● READING PASSAGE

◆ ◆ ◆ ◆ ◆ ◆ ◆

Discussing if it is a good time to rent, mortgage delinquencies and foreclosures, existing home sales and prices and much more…
From ATTOM Data Solutions’ Q1 2017 U.S. Residential Property Loan Origination Report:
More than 1.4 million loans were originated on U.S. residential properties (1 to 4 units) in the first quarter of 2017, down 30% from the previous quarter and down 21% from a year ago.
The total dollar volume of loan originations in the first quarter was also down 21% from a year ago to the lowest level since Q1 2014. Also, refinance originations are at more than a 10-Year low.
No way to sugar coat it but this is not good at all! Maybe this is a blip and hopefully will not become a trend. I am thinking this is a blip since more decided to buy rather than rent in the first quarter of 2017.
Based on the most recent analysis from the US Census Bureau, more people decided buying a house was better than renting in Q1 2017. This is the 1st time since 2006 that the number of new homeowner households was larger than the number of new renter households.
Of the 1.22 million new households that were created in Q1 2017, 854,000 were new-owner households. This means the home ownership rate for new households was 70%!
The home ownership rate has only come close to this when the home ownership rate was 69.2% way back in Q2 2004. It is great to hear since the US home ownership rate is currently 63.6%.

◆ ◆ ◆ ◆ ◆ ◆ ◆

● INFORMATION PROVIDED
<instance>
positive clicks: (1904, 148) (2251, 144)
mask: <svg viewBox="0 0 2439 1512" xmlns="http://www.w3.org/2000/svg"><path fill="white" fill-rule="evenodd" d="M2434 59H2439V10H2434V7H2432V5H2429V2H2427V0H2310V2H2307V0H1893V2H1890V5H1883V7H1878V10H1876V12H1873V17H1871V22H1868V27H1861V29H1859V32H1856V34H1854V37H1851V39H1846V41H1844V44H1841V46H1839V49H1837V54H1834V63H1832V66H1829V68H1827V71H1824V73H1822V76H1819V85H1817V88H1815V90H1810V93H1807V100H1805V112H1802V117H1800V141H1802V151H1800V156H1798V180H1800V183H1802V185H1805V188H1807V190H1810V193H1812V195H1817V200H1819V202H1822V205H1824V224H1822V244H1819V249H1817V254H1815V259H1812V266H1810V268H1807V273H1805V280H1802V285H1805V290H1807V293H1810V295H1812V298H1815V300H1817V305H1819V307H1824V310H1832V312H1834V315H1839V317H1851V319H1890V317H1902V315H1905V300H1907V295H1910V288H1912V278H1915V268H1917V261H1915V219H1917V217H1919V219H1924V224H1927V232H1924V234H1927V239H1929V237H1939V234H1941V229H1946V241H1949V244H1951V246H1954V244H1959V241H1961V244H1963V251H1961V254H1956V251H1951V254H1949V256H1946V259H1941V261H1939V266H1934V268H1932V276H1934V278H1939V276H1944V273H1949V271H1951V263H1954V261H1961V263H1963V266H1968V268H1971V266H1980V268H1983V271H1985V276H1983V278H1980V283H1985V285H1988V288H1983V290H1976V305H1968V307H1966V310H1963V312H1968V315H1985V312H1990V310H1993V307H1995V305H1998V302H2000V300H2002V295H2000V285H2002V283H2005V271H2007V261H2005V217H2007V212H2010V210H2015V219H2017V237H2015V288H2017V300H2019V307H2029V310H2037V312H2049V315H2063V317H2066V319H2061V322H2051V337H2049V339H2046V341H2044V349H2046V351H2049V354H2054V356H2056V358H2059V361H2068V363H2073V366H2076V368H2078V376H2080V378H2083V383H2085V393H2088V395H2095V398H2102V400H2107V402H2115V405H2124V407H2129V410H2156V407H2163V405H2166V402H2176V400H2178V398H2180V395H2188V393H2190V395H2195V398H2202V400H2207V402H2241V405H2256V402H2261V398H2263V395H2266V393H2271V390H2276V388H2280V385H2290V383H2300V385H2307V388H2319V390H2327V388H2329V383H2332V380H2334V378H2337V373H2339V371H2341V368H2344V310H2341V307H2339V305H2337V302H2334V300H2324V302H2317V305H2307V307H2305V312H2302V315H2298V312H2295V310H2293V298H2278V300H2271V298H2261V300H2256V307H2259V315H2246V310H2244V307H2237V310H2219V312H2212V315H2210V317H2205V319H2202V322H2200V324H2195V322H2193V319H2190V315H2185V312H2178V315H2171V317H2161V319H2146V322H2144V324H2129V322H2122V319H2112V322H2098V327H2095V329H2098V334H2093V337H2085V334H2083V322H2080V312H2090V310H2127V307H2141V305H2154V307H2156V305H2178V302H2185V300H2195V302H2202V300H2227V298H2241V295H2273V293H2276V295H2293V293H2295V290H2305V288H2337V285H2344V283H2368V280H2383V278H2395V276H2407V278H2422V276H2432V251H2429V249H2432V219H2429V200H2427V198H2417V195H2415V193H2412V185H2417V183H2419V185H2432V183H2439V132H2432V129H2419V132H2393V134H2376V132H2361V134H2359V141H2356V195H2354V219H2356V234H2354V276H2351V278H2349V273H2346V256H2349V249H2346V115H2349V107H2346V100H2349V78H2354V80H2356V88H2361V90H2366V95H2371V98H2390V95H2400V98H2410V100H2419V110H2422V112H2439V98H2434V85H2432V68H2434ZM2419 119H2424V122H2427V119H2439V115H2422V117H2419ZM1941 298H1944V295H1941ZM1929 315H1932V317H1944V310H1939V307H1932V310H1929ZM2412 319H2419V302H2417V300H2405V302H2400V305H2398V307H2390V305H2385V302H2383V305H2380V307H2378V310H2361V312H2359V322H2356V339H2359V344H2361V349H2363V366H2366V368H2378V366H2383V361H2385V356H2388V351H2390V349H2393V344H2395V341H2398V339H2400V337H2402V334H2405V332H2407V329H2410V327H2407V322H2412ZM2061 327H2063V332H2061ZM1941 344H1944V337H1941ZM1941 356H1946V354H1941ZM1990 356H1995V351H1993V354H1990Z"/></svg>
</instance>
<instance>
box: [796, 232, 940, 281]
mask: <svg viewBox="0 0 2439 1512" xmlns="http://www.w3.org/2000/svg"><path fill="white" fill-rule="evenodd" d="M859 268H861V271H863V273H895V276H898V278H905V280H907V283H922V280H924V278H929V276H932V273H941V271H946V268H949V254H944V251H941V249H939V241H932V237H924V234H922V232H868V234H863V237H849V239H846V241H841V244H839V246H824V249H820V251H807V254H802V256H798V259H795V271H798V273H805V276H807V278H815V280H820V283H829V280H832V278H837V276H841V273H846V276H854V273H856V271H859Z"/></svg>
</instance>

◆ ◆ ◆ ◆ ◆ ◆ ◆

● ACTIVITY A
Answer these from the housing market passage, one line each:
(i) By what percentage did the number of loans originated on U.S. residential properties in the first quarter of 2017 fall from a year earlier?
(ii) How many of the 1.22 million new households created in Q1 2017 were new-owner households?
(iii) What is the current US home ownership rate?
● ACTIVITY B
Please carry on the housing market passage, starting after its last sentence.
The records have no connection to the housing market passage.

● RESULT A
(i) 21%
(ii) 854,000
(iii) 63.6%

● RESULT B
A recent Wall Street Journal article discussed the increase in first-time home buyers:
The return of first-time buyers is accelerating. In all they have accounted for 42% of buyers this year, up from 38% in 2015 and 31% at the lowest point during the recent housing cycle in 2011, according to Fannie Mae, which defines first-time buyers as anyone who hasn’t owned a home in the past three years.
Ralph McLaughlin, Trulia’s Chief Economist, explained what an increase in new home owner households could indicate:
Strong renter household formation is one of the reasons why the homeownership rate has continued to drop since the onset of the housing crisis, so any sign this trend is reversing is something to take note of. We look forward to future releases of these data to determine whether this is a statistical blip or a trend.
As more people buy a home, the home ownership rate and the economy will improve.
But is it a good time to rent?
I get asked if it is a good time to buy all the time. But I cannot recall every being asked if it is a good time to rent! I want to make sure you know why it is NOT a good time to rent.
Let’s look at some more data from the Census Bureau. Here is a chart showing how rent has increased since 1988:
Can you say up? Rents have continuously increased for almost 30 years. And it doesn’t look like rents will stop increasing any time soon!
Someone that bought a home 30 years ago with a fixed rate mortgage has been making the SAME mortgage payment all these years…
And after 30 years, they are close to paying off the mortgage! Having a car that is paid off is very nice but it is even better when it is your home!
- First-lien mortgage delinquencies rose by 13 percent, the largest monthly increase since November 2008
- However, total U.S. loan delinquency rate fell 3.58% YoY
- The inventory of loans in active foreclosure continues to decline, hitting a 10-year low
- Total U.S. foreclosure starts fell 12.44% from the previous month and 10.05% YoY
- At just 52,800, April saw the fewest monthly foreclosure starts since January 2005!
The rise in delinquencies sounds really bad but Black Knight said that the delinquency rate increase was primarily calendar-driven. This is because the month ended on a Sunday and March is typically the calendar-year low.
While the headline sounds scary, overall this report is very good.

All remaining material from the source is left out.